═══ Data section ═══
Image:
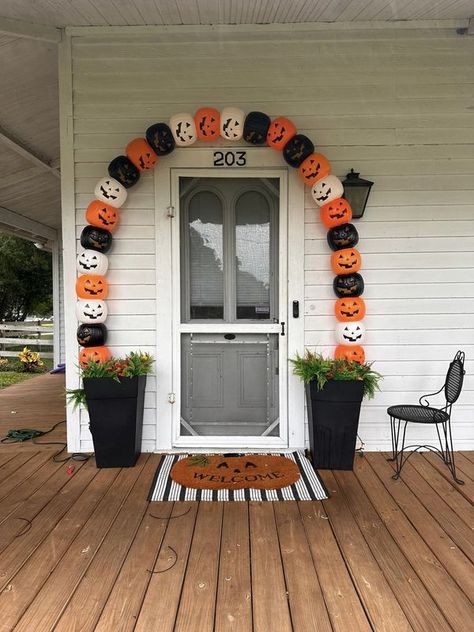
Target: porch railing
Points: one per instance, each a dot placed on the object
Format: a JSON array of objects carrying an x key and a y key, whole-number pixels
[{"x": 36, "y": 335}]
═══
Aim of the task: Rewrite the data above with "whole-number" changed to "integer" and everything else left as it is. Leave the pictures out of your version.

The reply:
Image:
Target: porch railing
Points: one per instance, each a dot placed on the object
Format: a JSON array of objects carrying an x key and a y key, integer pixels
[{"x": 36, "y": 335}]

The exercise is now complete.